Input →
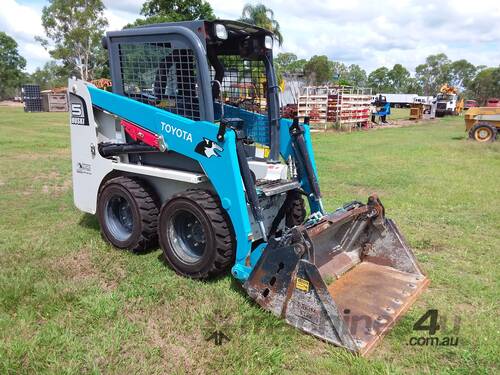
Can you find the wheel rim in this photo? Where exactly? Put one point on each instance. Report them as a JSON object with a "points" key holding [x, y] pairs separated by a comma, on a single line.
{"points": [[187, 237], [119, 218], [483, 134]]}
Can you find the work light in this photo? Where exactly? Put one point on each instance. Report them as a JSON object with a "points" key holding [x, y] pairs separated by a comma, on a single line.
{"points": [[220, 31], [268, 42]]}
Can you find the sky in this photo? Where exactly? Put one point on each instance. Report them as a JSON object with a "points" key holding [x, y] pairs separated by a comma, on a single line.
{"points": [[368, 33]]}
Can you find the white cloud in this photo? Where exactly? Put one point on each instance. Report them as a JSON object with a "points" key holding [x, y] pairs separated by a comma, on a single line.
{"points": [[369, 33]]}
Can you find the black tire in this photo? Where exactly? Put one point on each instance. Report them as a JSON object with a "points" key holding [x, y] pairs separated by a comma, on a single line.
{"points": [[204, 249], [483, 132], [137, 228], [296, 211]]}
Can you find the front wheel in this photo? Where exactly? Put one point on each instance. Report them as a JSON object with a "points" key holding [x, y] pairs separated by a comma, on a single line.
{"points": [[195, 234], [128, 210]]}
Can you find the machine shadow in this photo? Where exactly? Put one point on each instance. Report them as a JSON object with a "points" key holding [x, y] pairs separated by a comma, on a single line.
{"points": [[89, 221]]}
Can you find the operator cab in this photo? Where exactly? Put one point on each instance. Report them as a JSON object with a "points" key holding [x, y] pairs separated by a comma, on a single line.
{"points": [[202, 70]]}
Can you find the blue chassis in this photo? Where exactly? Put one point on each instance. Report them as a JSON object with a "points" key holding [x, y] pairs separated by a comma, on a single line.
{"points": [[222, 170]]}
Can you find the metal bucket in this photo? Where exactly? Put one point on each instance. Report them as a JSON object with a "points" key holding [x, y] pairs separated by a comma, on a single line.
{"points": [[345, 279]]}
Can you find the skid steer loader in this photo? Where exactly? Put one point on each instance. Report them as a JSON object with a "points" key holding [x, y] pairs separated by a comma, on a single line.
{"points": [[164, 159]]}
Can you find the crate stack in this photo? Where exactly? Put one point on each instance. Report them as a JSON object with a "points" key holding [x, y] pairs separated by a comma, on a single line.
{"points": [[349, 106], [346, 106], [55, 101], [313, 102], [31, 98]]}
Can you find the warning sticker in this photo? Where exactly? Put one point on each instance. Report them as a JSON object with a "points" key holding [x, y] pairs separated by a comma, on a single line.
{"points": [[302, 284]]}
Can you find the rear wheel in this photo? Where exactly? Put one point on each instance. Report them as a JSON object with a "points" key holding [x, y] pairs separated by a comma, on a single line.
{"points": [[128, 210], [483, 132], [195, 234]]}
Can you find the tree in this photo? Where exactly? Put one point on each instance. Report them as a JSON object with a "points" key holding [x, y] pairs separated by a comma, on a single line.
{"points": [[398, 77], [355, 76], [157, 11], [413, 86], [380, 81], [435, 72], [262, 16], [284, 60], [74, 29], [11, 66], [318, 70], [339, 72], [485, 85], [462, 73], [50, 76]]}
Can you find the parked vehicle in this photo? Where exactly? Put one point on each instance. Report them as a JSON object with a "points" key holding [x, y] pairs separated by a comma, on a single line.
{"points": [[470, 104], [483, 123], [493, 102], [398, 100]]}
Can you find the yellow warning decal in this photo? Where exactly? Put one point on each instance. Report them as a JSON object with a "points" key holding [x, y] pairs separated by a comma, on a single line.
{"points": [[302, 284]]}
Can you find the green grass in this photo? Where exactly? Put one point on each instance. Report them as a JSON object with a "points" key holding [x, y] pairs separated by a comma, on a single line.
{"points": [[69, 303]]}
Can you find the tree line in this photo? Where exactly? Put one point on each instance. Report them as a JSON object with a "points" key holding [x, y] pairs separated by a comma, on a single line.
{"points": [[479, 82], [73, 31]]}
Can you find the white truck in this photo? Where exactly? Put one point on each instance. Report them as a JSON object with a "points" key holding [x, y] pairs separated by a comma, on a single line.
{"points": [[398, 100], [446, 104]]}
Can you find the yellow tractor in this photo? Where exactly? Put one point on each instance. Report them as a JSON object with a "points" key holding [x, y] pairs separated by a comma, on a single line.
{"points": [[483, 123]]}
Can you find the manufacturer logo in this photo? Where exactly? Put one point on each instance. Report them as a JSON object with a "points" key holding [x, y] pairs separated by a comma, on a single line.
{"points": [[78, 111], [177, 132], [83, 168], [208, 148], [432, 322]]}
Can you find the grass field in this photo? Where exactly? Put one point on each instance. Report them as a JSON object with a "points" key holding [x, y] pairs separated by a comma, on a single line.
{"points": [[69, 303]]}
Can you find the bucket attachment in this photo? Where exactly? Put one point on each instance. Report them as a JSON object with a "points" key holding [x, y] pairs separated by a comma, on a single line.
{"points": [[346, 278]]}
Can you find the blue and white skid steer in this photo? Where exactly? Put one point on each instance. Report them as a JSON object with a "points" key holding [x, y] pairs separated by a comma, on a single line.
{"points": [[189, 151]]}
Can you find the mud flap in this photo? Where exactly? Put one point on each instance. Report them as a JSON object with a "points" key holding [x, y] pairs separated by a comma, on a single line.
{"points": [[346, 279]]}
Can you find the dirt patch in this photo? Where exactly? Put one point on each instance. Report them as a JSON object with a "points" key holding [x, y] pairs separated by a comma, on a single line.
{"points": [[168, 329], [79, 268], [10, 103], [57, 189], [427, 245]]}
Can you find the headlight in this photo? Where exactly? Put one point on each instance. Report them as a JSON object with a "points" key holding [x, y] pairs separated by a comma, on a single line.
{"points": [[268, 42], [220, 31]]}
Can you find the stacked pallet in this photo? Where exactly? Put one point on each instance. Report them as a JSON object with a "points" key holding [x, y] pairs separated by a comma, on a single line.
{"points": [[54, 101], [344, 105], [31, 98], [313, 102], [349, 106]]}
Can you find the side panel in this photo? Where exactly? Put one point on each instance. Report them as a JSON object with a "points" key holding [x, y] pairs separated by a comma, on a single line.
{"points": [[89, 168], [286, 151]]}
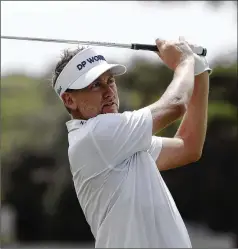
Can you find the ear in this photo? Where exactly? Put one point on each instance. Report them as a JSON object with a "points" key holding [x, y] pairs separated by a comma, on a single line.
{"points": [[69, 101]]}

Exercise requirements → Output all of the rows above word for word, and leave the pictures out.

Output below →
Can you find the wheel rim in this photo? Where exactly? Put one point on each instance. Report them as a JSON object with a "points" key holding [x, y] pairs separated by a comma, on a single line.
{"points": [[187, 237], [119, 218], [483, 134]]}
Can you find the work light in this photo? Where exactly? Put one point on each instance. Report them as a JSON object with a "points" key holding [x, y] pairs separated by a comma, on a single line.
{"points": [[220, 31], [268, 42]]}
Can you find the sky in this photo? Where exactly? Put one point on each instance. Report them as a JSON object with a "points" key holding [x, y] pairs separated by a comma, on a single line.
{"points": [[368, 33]]}
Can you find the white cloud in this photo? Where exactly? Put one point on each instance. Report them as a JSON object with a "points" key holding [x, y] pairs separated by a comma, on a single line.
{"points": [[369, 33]]}
Can you find the black tire in this photo? Where exactly? Put one point on each instance. Report them as a JSON object with a "points" key holding [x, y] pairs separated by a comma, on a single line.
{"points": [[204, 249], [483, 132], [137, 228], [296, 211]]}
Can you find the front wheel in this photo? Where exactly? Put one point on each instance. Report them as a JSON object with a "points" key holding [x, y] pairs separated by a comma, on a single line.
{"points": [[195, 234], [128, 210]]}
Can you find the machine shadow in this photo? Where exactly? Put one point on each instance. Report them as a JSON object with a "points" key holding [x, y] pairs separated by a comma, on a single line.
{"points": [[89, 221]]}
Can you find the operator cab in this photo? Where exactly? Put one point on each instance. Report them as a JSON object with a "points" key holding [x, y] pairs separated by a comma, on a single line.
{"points": [[202, 70]]}
Can you find the blue chassis in this photo? Where exactly? Put one point on each instance. Report them as a JSON object with a "points" key holding [x, y] pairs separated by a comma, on a single line.
{"points": [[222, 170]]}
Can you find the metal bucket in this photo? Where exactly? Put one point on each instance. Report them as a JSON object with a "points" key holding [x, y] pairs separated by a comma, on a single line.
{"points": [[345, 279]]}
Can you find the skid steer loader in this photo? Where exactly? Put one point on each instance. Report them as a JSON object with a "points" key holding [x, y] pairs separated by a comma, on a single line.
{"points": [[164, 159]]}
Can you find the crate stack in this photo? Where exactly? Put one point on each instance. Report them as a JSON object with a "points" key holding [x, y] pairs separated by a comma, on a single line.
{"points": [[349, 106], [346, 106], [55, 101], [313, 102], [31, 98]]}
Can you find the warning sticker in this photo? Where exactly? Put one point on each instance. Report them as a JSON object with a "points" key holding [x, y] pairs separated by a comma, on a single line.
{"points": [[302, 284]]}
Can you find the rear wheel in this photo? Where exactly? Put one point on each instance. Report them as a JSON object with a "points" key holding [x, y] pairs separated by a comma, on a single line.
{"points": [[128, 210], [483, 132], [195, 234]]}
Can you find the tree in this photo? Where exactly? Put one point on each instance. Report them as a JSON object with a "points" key holding [x, y] pairs separated by a comma, on a single line.
{"points": [[398, 77], [355, 76], [157, 11], [413, 86], [380, 81], [435, 72], [262, 16], [284, 60], [74, 29], [11, 66], [318, 70], [339, 72], [485, 85], [462, 73], [50, 76]]}
Can you find the parked vehicle in this photo? Where exactly? Put one point on each instance. Report them as a JSON object with a "points" key holding [x, y] pairs separated by a comma, on a single line.
{"points": [[470, 104], [483, 123], [493, 102], [398, 100]]}
Can you find the yellow warning decal in this photo? Where exactly? Put one point on each instance. Report them as a JSON object with a "points" key holding [x, y] pairs separated by a comma, on a single line.
{"points": [[302, 284]]}
Can you find the green grass in this photo? Where exactly? Put one point on each instance. Report them as a JSON object with a "points" key holding [x, y] pairs separated by a comma, on a single line.
{"points": [[69, 303]]}
Can you find the tree line in this photo? Where exactly? Put one point on each instance. Report them as a JSON object with a "points" key holding [x, y] pairs separated by a comma, on a single line.
{"points": [[479, 82], [73, 31]]}
Can you find the white truck in this photo? Where exactly? Put one point on each instance. Report them as a JSON object with a "points" key holding [x, y] pairs separated by a comma, on a single line.
{"points": [[398, 100], [446, 104]]}
Can you find the yellow tractor in this photo? Where exactly? Put one point on each instance. Report them as a JSON object with a "points" key holding [x, y] pairs separated by a comma, on a single line.
{"points": [[483, 123]]}
Can you find the manufacturer logo in this photo? Where exactly? Put one point on each instance. Report them as a JSON object with a "points" key holding [x, y] pairs separated by a comma, on a single line.
{"points": [[78, 111], [177, 132], [83, 168], [208, 148], [432, 322]]}
Can you find the grass field in this photo? Where exactly? Put one point on each instance. Report them as a JSON object with a "points" key holding [x, y] pairs separated by a comma, on a single line.
{"points": [[69, 303]]}
Can you find the bucket attachment in this photo? Where exactly? Put one point on each instance. Report them as a JSON object with a "points" key holding [x, y] pairs separated by a comma, on a single line.
{"points": [[346, 278]]}
Can you find the blue and white skid steer in this photo? Where exactly? Put one point on each instance. Report them as a JSON object with a "points" key holding [x, y] pairs separated by a comma, on a single line.
{"points": [[189, 151]]}
Can you find the mud flap in this photo? Where exactly? Put one point on each instance. Report them as a JSON object with a "points" key holding [x, y] pairs separated by a comma, on a single line.
{"points": [[346, 279]]}
Can you find the dirt patch in this photo? Where exactly? Put one point on each instance. Report them as a JSON object with a "points" key holding [x, y] pairs separated by a comma, on a single line.
{"points": [[168, 329], [79, 268], [10, 103], [57, 189], [427, 245]]}
Can you find the headlight in this photo? Where exactly? Put one point on each instance. Report them as a JSON object with a "points" key holding [x, y] pairs separated by a comma, on a single line.
{"points": [[268, 42], [220, 31]]}
Can you find the stacked pallet in this photo? Where exactly? Put one point on each instance. Report them as a JSON object with a "points" key holding [x, y] pairs separated by a comma, on a single line.
{"points": [[54, 101], [344, 105], [31, 98], [313, 102], [349, 106]]}
Can you find the side panel in this photo? Where exactly? Put one point on each instance. Report them as a JSON object with a "points" key holding [x, y] pairs separated by a comma, on a single line.
{"points": [[89, 168], [286, 151]]}
Can you find the ear in this photo? Where exactly? Put one point on each instance. Report them as a JSON object with a "points" key holding [x, y] pairs separated by a comma, on a single line.
{"points": [[69, 101]]}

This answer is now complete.